REQUIRED TASK 1: In the email about the virtio-mem memory device, which existing balloon implementations can add memory later on?
REQUIRED TASK 2: Find every line in the records that contains the word "sleeve", and copy each of those lines.

PASSAGE SHOWN:
(begin)
From mboxrd@z Thu Jan  1 00:00:00 1970
Return-Path: <owner-linux-mm@kvack.org>
Received: from mail-qt0-f200.google.com (mail-qt0-f200.google.com [209.85.216.200])
	by kanga.kvack.org (Postfix) with ESMTP id B86DB6B0273
	for <linux-mm@kvack.org>; Fri, 13 Apr 2018 10:01:45 -0400 (EDT)
Received: by mail-qt0-f200.google.com with SMTP id j2so5595658qtl.1
        for <linux-mm@kvack.org>; Fri, 13 Apr 2018 07:01:45 -0700 (PDT)
Received: from mx1.redhat.com (mx3-rdu2.redhat.com. [66.187.233.73])
        by mx.google.com with ESMTPS id k11si7563546qtb.3.2018.04.13.07.01.44
        for <linux-mm@kvack.org>
        (version=TLS1_2 cipher=ECDHE-RSA-AES128-GCM-SHA256 bits=128/128);
        Fri, 13 Apr 2018 07:01:44 -0700 (PDT)
Subject: Re: [PATCH RFC 0/8] mm: online/offline 4MB chunks controlled by
 device driver
References: <20180413131632.1413-1-david@redhat.com>
 <20180413134414.GS17484@dhcp22.suse.cz>
From: David Hildenbrand <david@redhat.com>
Message-ID: <3545ef32-14db-25ab-bf1a-56044402add3@redhat.com>
Date: Fri, 13 Apr 2018 16:01:43 +0200
MIME-Version: 1.0
In-Reply-To: <20180413134414.GS17484@dhcp22.suse.cz>
Content-Type: text/plain; charset=utf-8
Content-Language: en-US
Content-Transfer-Encoding: 8bit
Sender: owner-linux-mm@kvack.org
List-ID: <linux-mm.kvack.org>
To: Michal Hocko <mhocko@kernel.org>
Cc: linux-mm@kvack.org

On 13.04.2018 15:44, Michal Hocko wrote:
> [If you choose to not CC the same set of people on all patches - which
> is sometimes a legit thing to do - then please cc them to the cover
> letter at least.]
> 
> On Fri 13-04-18 15:16:24, David Hildenbrand wrote:
>> I am right now working on a paravirtualized memory device ("virtio-mem").
>> These devices control a memory region and the amount of memory available
>> via it. Memory will not be indicated via ACPI and friends, the device
>> driver is responsible for it.
> 
> How does this compare to other ballooning solutions? And why your driver
> cannot simply use the existing sections and maintain subsections on top?
> 

(further down in this mail is a small paragraph about that)

All existing balloon implementations work on all memory available in the
system. Some of them are able to add memory later on (XEN, Hyper-V),
others are not (virtio-balloon). Having this model allows to plug/unplug
memory NUMA aware on a fine granularity (e.g. 4MB), while making the
implementation in the hypervisor a level of magnitudes easier.

We could have multiple paravirtualized memory devices, e.g. one for each
NUMA node.

E.g. when rebooting we don't have to resize any initial system memory
(a820, ACPI ...), but only care about the memory region of this one
device. By adding memory by the device driver, we can actually remove
the memory blocks again, freeing up the struct pages.
(end)
EXERCISE MATERIAL:
(begin)
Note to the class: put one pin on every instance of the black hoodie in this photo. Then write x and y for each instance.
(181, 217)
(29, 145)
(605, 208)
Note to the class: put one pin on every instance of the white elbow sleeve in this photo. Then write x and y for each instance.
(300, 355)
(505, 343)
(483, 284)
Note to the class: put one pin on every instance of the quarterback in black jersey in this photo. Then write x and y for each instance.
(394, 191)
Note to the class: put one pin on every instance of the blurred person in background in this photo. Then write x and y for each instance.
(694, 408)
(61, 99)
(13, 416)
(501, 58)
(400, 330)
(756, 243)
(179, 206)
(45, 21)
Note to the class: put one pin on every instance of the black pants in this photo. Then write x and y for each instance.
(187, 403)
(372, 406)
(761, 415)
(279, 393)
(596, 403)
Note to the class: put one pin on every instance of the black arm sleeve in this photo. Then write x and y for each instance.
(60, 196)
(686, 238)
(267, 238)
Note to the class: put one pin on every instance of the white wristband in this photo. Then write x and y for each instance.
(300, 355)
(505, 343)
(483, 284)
(end)
(begin)
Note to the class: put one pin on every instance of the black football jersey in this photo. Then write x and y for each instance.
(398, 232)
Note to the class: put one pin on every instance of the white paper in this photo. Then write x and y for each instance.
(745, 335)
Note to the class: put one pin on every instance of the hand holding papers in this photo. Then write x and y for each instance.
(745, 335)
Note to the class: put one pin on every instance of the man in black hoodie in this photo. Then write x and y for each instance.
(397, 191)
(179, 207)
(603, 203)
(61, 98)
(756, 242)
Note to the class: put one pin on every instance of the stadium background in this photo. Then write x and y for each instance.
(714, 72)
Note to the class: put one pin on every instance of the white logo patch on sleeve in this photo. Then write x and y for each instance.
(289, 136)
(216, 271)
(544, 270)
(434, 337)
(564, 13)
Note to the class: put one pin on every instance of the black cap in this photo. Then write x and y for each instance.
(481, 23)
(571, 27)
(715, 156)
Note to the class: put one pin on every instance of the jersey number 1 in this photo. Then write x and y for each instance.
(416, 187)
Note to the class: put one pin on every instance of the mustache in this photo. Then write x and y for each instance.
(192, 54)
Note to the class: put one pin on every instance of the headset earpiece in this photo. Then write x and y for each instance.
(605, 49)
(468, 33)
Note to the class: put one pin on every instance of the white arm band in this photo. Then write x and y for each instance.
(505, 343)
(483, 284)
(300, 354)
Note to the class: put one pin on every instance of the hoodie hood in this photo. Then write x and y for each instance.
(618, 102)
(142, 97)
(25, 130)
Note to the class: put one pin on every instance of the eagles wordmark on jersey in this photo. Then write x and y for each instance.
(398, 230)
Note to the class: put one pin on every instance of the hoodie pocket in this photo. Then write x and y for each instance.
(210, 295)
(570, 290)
(end)
(begin)
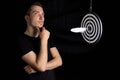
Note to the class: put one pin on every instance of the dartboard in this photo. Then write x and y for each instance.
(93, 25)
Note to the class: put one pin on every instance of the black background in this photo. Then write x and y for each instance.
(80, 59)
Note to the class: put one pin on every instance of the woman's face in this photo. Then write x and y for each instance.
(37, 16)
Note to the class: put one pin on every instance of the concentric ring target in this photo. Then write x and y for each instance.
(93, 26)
(end)
WORKED ANSWER 1: XEN and Hyper-V.

WORKED ANSWER 2:
Note to the class: put one pin on every instance of the white elbow sleeve in this photo. Then write x and y for each instance.
Note to the class: put one pin on every instance of the black arm sleeve in this photo. Then write x and y for each instance.
Note to the class: put one pin on every instance of the white logo patch on sleeve in this photo. Then write x and y for each instance.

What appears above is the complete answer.